START Provided material

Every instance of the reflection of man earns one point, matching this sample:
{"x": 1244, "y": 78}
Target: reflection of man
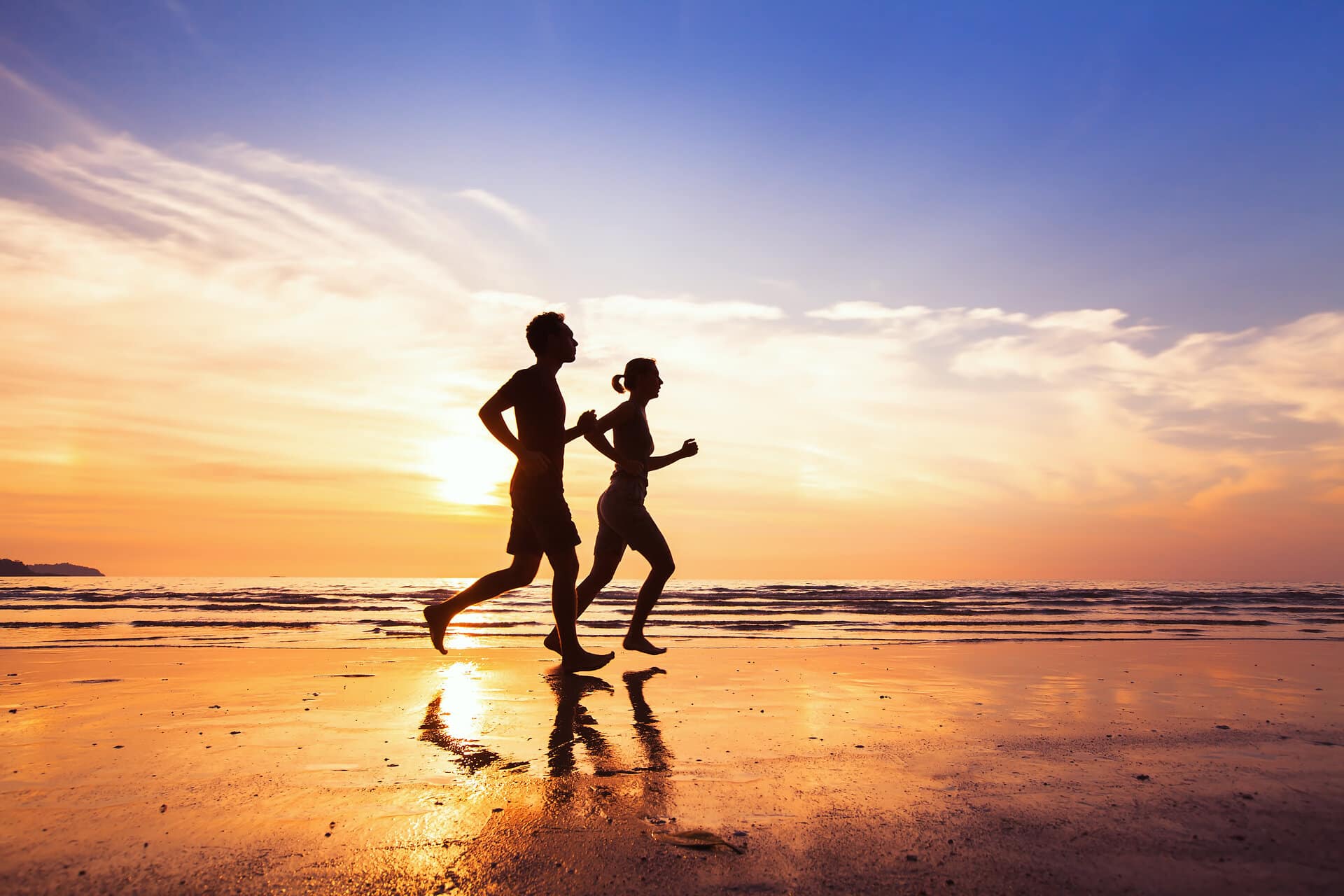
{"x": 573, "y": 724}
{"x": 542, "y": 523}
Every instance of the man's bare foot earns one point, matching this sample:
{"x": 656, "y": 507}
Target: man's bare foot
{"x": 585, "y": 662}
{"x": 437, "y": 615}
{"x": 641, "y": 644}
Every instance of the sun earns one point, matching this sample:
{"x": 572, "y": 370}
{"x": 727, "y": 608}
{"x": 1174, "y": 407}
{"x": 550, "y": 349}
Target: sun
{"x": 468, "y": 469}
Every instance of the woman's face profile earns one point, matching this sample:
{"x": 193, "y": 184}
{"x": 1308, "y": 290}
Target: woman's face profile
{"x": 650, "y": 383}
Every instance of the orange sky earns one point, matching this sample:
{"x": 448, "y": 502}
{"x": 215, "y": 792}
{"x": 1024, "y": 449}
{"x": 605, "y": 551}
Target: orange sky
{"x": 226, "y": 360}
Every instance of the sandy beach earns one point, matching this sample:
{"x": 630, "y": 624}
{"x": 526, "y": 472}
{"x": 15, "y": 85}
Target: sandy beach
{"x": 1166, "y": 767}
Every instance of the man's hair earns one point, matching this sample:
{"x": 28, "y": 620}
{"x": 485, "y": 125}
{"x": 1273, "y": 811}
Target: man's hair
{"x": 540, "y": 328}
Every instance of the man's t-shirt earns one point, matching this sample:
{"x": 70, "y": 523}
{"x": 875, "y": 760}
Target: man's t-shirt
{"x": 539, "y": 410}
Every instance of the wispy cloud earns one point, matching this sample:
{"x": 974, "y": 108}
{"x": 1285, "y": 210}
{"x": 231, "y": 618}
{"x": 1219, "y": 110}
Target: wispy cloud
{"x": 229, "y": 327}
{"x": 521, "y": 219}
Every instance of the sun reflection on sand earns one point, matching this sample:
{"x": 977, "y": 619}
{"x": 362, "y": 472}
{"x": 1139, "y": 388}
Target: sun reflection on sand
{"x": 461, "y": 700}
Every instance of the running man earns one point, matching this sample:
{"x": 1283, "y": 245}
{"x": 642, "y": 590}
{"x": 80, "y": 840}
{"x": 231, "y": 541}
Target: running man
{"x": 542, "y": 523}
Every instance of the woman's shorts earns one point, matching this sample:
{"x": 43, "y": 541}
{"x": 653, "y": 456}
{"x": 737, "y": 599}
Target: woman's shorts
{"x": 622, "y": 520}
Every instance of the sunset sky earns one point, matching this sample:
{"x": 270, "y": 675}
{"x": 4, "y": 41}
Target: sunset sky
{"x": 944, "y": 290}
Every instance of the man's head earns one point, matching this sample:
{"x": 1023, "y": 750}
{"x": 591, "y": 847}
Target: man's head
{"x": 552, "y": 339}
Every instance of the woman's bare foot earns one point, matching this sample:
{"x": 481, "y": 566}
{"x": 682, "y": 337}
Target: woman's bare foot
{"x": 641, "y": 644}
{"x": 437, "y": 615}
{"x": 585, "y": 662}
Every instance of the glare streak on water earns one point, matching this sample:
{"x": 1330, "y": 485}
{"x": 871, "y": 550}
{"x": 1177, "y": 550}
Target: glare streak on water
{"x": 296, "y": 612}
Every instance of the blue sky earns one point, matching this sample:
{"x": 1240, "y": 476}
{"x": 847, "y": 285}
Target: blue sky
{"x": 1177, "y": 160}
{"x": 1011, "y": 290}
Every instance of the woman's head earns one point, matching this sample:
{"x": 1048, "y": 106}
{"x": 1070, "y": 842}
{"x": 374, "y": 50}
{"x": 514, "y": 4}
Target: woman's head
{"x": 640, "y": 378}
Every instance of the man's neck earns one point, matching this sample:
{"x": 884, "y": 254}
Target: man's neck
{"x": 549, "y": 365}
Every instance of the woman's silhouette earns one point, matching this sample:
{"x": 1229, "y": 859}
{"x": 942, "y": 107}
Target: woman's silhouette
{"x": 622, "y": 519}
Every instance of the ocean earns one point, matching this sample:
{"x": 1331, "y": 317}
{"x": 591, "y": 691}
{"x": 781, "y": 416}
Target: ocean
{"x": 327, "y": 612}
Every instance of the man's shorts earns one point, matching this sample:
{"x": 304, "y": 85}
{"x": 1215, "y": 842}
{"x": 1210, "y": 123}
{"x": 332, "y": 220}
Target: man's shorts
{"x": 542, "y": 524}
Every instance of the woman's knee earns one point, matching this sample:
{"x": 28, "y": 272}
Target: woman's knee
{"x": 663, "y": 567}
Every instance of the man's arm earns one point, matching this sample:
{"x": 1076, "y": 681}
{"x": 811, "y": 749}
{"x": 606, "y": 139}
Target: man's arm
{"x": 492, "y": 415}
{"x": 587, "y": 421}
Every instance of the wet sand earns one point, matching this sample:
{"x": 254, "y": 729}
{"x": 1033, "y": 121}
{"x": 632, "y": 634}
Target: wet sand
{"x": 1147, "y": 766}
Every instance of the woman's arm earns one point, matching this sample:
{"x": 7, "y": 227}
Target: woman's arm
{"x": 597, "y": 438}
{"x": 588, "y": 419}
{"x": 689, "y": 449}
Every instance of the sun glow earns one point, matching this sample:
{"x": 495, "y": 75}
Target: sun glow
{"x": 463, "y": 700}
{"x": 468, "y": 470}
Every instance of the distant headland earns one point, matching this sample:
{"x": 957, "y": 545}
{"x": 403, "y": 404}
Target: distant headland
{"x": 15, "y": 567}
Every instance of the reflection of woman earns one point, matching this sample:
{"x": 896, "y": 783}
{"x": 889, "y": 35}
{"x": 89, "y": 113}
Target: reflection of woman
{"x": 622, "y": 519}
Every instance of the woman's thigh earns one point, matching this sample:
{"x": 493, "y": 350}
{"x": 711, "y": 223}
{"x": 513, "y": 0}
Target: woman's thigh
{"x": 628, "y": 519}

END Provided material

*What to do:* Every line of the records must come back unchanged, except that pictures are dropped.

*Result of this exercise:*
Every instance of the reflection of man earns one point, matching this sample:
{"x": 1244, "y": 78}
Target: reflection of man
{"x": 573, "y": 724}
{"x": 542, "y": 523}
Every instance of the man's bare foot earns one point, matching this sample:
{"x": 656, "y": 507}
Target: man's bare foot
{"x": 585, "y": 662}
{"x": 437, "y": 615}
{"x": 641, "y": 644}
Every instance of the sun earns one point, matching this sample:
{"x": 572, "y": 370}
{"x": 727, "y": 608}
{"x": 1174, "y": 407}
{"x": 550, "y": 349}
Target: sun
{"x": 468, "y": 469}
Every instance of the woman's face profile earns one point, matching this sample:
{"x": 193, "y": 184}
{"x": 1308, "y": 290}
Target: woman's face profile
{"x": 650, "y": 383}
Every instance of the orange sky earns one point, matching this sample:
{"x": 448, "y": 502}
{"x": 215, "y": 792}
{"x": 1024, "y": 449}
{"x": 605, "y": 551}
Target: orange sky
{"x": 226, "y": 360}
Every instance of the sandy beach earns one point, matching this sample:
{"x": 630, "y": 624}
{"x": 526, "y": 472}
{"x": 15, "y": 85}
Target: sandy beach
{"x": 1166, "y": 767}
Every instance of the man's hair earns one point, matching this sample:
{"x": 28, "y": 620}
{"x": 485, "y": 125}
{"x": 1273, "y": 811}
Target: man's hair
{"x": 540, "y": 328}
Every instance of the man's t-shirt earns one point, matching this sample:
{"x": 70, "y": 523}
{"x": 875, "y": 760}
Target: man's t-shirt
{"x": 539, "y": 410}
Every instance of the wispy cloud earns one point, matching this sample:
{"x": 974, "y": 108}
{"x": 1285, "y": 210}
{"x": 231, "y": 618}
{"x": 1219, "y": 110}
Target: wispy cloud
{"x": 229, "y": 327}
{"x": 521, "y": 219}
Every instance of the sun reflection on sand earns one point, matching this sample:
{"x": 977, "y": 619}
{"x": 362, "y": 472}
{"x": 1139, "y": 388}
Target: sun reflection on sand
{"x": 461, "y": 700}
Every instance of the running man earns one point, matching this sample:
{"x": 1283, "y": 245}
{"x": 642, "y": 590}
{"x": 80, "y": 840}
{"x": 231, "y": 541}
Target: running man
{"x": 542, "y": 523}
Every instance of the woman's shorts earns one point, matching this sample:
{"x": 43, "y": 541}
{"x": 653, "y": 456}
{"x": 737, "y": 599}
Target: woman's shorts
{"x": 622, "y": 520}
Every instance of the sunset sky earns one point, matching this sample:
{"x": 270, "y": 675}
{"x": 4, "y": 41}
Target: sunset sky
{"x": 944, "y": 290}
Every instance of the man's head earns one point, matching this sample:
{"x": 1023, "y": 750}
{"x": 591, "y": 847}
Target: man's head
{"x": 552, "y": 339}
Every instance of the woman's bare foot earns one point, matching this sample:
{"x": 481, "y": 566}
{"x": 682, "y": 337}
Target: woman's bare foot
{"x": 641, "y": 644}
{"x": 437, "y": 615}
{"x": 585, "y": 662}
Every instance of the glare streak on water earns one point, matching this sample:
{"x": 1330, "y": 485}
{"x": 871, "y": 550}
{"x": 1177, "y": 550}
Target: glare streak on water
{"x": 296, "y": 612}
Every instance of the blue sky earns one point, matching this sample:
{"x": 1240, "y": 476}
{"x": 847, "y": 285}
Target: blue sky
{"x": 1177, "y": 160}
{"x": 1011, "y": 290}
Every instance of the woman's head earns one point, matching this sample:
{"x": 1048, "y": 106}
{"x": 1070, "y": 842}
{"x": 374, "y": 50}
{"x": 514, "y": 4}
Target: woman's head
{"x": 640, "y": 378}
Every instance of the man's neck earns one point, matching this sample:
{"x": 884, "y": 254}
Target: man's neck
{"x": 549, "y": 365}
Every instance of the woman's silhouette earns one point, matching this sample:
{"x": 1229, "y": 859}
{"x": 942, "y": 107}
Target: woman's silhouette
{"x": 622, "y": 519}
Every instance of the ocean earns one point, matching this sample:
{"x": 1331, "y": 317}
{"x": 591, "y": 691}
{"x": 781, "y": 416}
Target: ocean
{"x": 327, "y": 612}
Every instance of the man's shorts earns one point, matching this sample:
{"x": 304, "y": 85}
{"x": 1215, "y": 842}
{"x": 1210, "y": 123}
{"x": 332, "y": 220}
Target: man's shorts
{"x": 542, "y": 524}
Every instance of the woman's knee earns one point, matching this sample:
{"x": 28, "y": 272}
Target: woman's knee
{"x": 663, "y": 567}
Every instance of the man's arm earns one point, matching this sample:
{"x": 1076, "y": 681}
{"x": 811, "y": 749}
{"x": 606, "y": 139}
Target: man's arm
{"x": 492, "y": 415}
{"x": 587, "y": 421}
Every instance of the wet sand earns one point, matching this sample:
{"x": 254, "y": 729}
{"x": 1033, "y": 121}
{"x": 632, "y": 634}
Target: wet sand
{"x": 1147, "y": 766}
Every instance of the woman's arm earns one point, matching this sample:
{"x": 7, "y": 227}
Target: woman's arm
{"x": 597, "y": 438}
{"x": 588, "y": 419}
{"x": 689, "y": 449}
Every instance of the sun glow earns one point, matching this sample:
{"x": 495, "y": 75}
Target: sun glow
{"x": 463, "y": 700}
{"x": 468, "y": 470}
Every instance of the distant headland earns one point, matching this sample:
{"x": 957, "y": 545}
{"x": 403, "y": 404}
Target: distant headland
{"x": 15, "y": 567}
Every instance of the reflection of woman earns one point, matching this sample:
{"x": 896, "y": 783}
{"x": 889, "y": 35}
{"x": 89, "y": 113}
Target: reflection of woman
{"x": 622, "y": 519}
Every instance of the woman's thigh earns one point, matching this sample:
{"x": 493, "y": 350}
{"x": 711, "y": 223}
{"x": 513, "y": 0}
Target: woman's thigh
{"x": 628, "y": 519}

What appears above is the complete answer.